— What you need to do —
(1) According to the Johnny Carr biography, how many stitches did he need after the tractor rolled over his head?
(2) Carry on the Johnny Carr biography, starting right after its last sentence.
+++ Provided text
MONTANA COWBOY HALL OF FAME & WESTERN HERITAGE
John Joseph "Johnny" Carr
John Joseph Carr was “let out of the chute” December 13, 1940, in Lewistown, Montana. He was the youngest of the six children, born to Ray and Ruth (Stephens) Carr. His great grandfather, George W. Cook, served as the first mayor of Lewistown. His grandfather, John Stephens, was one of the early sheriffs in Fergus County. It’s been said that he arrested Charlie Russell for drunk and disorderly conduct. Though there isn’t evidence to support it, it makes for a great story.
“Johnny’s” family moved to Christina, Montana when he was a toddler. When he was three he decided to try and take their new I-H tractor, which was parked on a hill by the house, for a ride. He managed to get the tractor rolling, but fear set in and he jumped. The tractor rolled over the side of his head, earning him twenty-eight stitches. That may have been his first “lucky” break, because he later amusingly blamed any unwise decision making on that head injury.
At the age of six the family moved to Broadus, Montana. They lived seven miles from the school, so each day he and his brothers rode their horse to and from the country school. His father had a fear of the boys getting hung up in the stirrups so they rode bareback. John learned balance and control early on as his older brothers were either saving him from his misadventures or trying to run him down; as mischievous brothers would do. You could say at this age, he truly was Montana tough.
++++++
+++ Data extract
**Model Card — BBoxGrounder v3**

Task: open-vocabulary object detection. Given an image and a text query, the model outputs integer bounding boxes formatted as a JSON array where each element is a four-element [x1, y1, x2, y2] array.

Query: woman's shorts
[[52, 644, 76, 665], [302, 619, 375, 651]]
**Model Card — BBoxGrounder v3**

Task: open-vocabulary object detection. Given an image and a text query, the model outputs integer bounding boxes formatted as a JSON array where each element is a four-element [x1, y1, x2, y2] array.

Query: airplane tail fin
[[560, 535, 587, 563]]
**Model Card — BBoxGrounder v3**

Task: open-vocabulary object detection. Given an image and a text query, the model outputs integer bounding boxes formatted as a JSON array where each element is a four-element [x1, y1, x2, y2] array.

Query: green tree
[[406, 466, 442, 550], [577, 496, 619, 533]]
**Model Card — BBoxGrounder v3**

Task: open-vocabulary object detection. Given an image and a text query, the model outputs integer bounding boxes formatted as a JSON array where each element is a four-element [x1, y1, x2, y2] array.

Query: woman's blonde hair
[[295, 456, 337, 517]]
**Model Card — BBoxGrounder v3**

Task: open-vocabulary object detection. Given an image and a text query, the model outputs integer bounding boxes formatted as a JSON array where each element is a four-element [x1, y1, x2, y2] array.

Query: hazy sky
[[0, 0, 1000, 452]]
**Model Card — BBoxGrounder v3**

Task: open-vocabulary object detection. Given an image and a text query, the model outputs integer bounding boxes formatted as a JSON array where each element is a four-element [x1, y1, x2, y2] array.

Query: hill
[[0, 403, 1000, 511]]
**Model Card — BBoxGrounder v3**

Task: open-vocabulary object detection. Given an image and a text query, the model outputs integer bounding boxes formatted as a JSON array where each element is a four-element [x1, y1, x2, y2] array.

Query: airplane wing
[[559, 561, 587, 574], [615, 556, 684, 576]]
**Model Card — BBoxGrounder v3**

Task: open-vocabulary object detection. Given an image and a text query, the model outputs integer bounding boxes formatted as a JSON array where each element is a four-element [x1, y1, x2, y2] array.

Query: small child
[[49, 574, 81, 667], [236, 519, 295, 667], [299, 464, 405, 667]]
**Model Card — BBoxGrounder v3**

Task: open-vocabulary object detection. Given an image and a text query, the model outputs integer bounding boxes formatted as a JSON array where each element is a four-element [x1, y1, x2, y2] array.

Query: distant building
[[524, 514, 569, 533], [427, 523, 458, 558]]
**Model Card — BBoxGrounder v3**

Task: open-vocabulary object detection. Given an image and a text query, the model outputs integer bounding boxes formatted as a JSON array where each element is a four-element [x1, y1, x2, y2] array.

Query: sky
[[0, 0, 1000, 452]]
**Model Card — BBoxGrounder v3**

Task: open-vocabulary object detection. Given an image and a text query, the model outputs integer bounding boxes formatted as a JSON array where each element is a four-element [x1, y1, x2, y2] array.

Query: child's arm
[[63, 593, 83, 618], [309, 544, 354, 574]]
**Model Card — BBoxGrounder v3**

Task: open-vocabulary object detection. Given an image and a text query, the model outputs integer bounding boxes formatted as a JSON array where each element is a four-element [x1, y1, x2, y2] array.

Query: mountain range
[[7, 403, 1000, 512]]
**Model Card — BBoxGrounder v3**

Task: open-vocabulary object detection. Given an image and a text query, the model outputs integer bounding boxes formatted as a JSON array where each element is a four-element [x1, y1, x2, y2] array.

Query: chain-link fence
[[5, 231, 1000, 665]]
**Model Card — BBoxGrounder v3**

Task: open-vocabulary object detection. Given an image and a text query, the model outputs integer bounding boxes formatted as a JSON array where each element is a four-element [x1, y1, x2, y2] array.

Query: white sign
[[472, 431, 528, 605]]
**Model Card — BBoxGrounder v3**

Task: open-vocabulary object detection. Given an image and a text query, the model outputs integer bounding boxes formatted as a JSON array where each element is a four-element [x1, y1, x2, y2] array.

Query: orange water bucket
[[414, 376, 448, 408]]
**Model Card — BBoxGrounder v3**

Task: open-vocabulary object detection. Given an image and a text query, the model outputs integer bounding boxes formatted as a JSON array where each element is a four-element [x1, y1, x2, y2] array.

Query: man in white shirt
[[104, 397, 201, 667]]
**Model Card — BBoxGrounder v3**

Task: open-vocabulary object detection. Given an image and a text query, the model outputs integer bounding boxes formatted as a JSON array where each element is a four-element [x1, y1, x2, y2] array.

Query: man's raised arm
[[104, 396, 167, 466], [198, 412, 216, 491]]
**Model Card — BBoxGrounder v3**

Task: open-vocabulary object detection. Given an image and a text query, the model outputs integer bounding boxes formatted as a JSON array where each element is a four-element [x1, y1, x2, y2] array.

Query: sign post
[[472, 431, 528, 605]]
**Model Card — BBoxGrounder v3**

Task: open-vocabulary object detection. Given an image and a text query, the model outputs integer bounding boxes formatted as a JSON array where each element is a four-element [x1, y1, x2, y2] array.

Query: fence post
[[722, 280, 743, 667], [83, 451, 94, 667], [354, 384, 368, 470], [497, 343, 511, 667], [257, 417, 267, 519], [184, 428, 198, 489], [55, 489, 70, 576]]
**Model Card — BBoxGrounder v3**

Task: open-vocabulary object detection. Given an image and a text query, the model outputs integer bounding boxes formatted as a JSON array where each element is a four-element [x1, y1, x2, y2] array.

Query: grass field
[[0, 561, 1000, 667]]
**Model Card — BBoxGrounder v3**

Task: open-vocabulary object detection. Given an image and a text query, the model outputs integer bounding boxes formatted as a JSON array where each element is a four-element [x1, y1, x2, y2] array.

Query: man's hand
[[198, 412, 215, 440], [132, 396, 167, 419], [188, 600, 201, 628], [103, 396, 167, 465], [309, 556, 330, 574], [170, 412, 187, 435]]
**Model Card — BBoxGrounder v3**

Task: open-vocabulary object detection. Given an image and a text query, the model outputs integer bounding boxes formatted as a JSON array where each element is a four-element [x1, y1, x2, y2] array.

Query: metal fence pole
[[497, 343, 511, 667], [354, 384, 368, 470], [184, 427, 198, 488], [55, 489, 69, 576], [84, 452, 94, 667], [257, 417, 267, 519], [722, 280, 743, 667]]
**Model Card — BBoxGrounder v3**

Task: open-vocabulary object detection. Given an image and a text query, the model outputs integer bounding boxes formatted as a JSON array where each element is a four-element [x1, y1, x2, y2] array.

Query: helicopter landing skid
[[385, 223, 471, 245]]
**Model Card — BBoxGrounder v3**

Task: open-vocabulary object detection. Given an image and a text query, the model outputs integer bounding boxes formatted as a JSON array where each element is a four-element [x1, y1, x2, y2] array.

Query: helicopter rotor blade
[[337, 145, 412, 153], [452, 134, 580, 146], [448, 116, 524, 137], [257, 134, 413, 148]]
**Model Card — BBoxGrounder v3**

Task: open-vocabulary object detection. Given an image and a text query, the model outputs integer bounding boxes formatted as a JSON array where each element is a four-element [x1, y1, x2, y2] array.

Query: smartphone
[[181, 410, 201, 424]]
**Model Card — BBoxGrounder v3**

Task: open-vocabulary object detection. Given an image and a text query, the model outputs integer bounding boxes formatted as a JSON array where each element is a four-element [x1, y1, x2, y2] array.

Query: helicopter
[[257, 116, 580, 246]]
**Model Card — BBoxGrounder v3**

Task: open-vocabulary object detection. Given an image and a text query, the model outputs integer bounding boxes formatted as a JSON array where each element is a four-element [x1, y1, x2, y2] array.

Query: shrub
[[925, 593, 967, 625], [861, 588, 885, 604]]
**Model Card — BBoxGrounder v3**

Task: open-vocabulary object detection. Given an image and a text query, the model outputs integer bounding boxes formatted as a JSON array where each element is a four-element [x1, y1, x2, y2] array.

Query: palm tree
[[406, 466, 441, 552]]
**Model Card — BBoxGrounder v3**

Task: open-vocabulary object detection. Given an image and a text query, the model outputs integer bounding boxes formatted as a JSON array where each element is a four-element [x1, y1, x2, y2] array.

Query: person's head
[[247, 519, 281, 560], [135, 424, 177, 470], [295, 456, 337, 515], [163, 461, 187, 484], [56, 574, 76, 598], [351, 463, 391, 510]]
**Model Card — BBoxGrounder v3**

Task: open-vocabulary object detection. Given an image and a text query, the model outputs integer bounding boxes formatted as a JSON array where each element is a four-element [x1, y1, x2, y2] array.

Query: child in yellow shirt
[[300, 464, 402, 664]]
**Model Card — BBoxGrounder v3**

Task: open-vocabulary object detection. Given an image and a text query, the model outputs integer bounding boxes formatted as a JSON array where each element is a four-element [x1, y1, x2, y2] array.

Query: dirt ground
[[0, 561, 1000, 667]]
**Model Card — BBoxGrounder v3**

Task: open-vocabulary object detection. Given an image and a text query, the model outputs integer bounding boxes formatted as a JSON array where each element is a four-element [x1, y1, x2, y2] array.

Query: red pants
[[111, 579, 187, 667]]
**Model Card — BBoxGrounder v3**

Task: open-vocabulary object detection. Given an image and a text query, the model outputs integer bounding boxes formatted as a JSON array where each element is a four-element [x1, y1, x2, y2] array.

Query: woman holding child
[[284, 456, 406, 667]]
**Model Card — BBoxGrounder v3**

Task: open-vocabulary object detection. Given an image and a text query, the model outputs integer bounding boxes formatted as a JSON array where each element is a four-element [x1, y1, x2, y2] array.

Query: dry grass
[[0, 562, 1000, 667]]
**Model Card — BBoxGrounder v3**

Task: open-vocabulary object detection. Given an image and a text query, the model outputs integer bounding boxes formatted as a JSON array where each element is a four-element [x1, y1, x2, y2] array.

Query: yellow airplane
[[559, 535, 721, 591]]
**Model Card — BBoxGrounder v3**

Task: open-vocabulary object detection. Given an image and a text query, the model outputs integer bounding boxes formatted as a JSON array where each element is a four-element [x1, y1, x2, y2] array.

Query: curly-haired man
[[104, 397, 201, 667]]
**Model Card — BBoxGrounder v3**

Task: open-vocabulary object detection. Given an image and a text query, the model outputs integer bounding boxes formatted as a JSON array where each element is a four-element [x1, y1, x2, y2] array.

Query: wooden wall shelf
++++++
— Expected results —
(1) Twenty-eight stitches.

(2)
When Johnny was in junior high the family moved back to Christina. He went to high school in Winifred, which was right down the road. Johnny made a name for himself as a mile runner in track. In 1955 he took second place in state as a sophomore, fifth as a junior and went on to be the undefeated state champion his senior year.
If you grow up an athlete with a horse under you, rodeo just comes naturally. In 1956, Johnny won the state high school bareback championship in Wolf Point, Montana. Larry Jordan, a cowboy from Roy, Montana took a liking to Johnny and mentored him in several rodeo events. Johnny went on to win numerous first place awards in calf roping, team roping and saddle bronc. He commented once that he wasn’t big enough to bulldog and riding bulls was dangerous with the risk of a bull throwing the rider and stomping his ribs or head. That could lay you up for the other events so “logically, I didn’t do it.”
From 1957 to 1962, Johnny entered rodeos in Montana and Wyoming and was named All Around Cowboy on several occasions and competed against many who went on to become World Champions. He chose not to compete nationally as there were no sponsors back in the 60s and the cost often outweighed the prize money. Johnny didn’t grow up with a lot of money, but his father always instructed the children, “tell the truth and pay your bills.” Johnny always held down a job. He would take time off from work to rodeo and pay his own entry fees; a choice he made that only gave him momentary regret.
In 1961, while amateur rodeoing, John married Pat Norman and they had one daughter, Sundee. They divorced in 1964.
Being a cowboy isn’t just the drama of a rodeo arena. It’s outside on the range, doctoring sick cows, breaking horses and learning to avoid gopher holes. It is knowing your stock, roping, cutting and pairing while learning to fall without getting hurt. Johnny put his cowboy skills to work at the Havre Livestock Association where he was employed for five years.
He went on to manage feedlots in Kansas and Nebraska. It was here Johnny married Carolyn Rauch and inherited two daughters, Leisa and Victrie.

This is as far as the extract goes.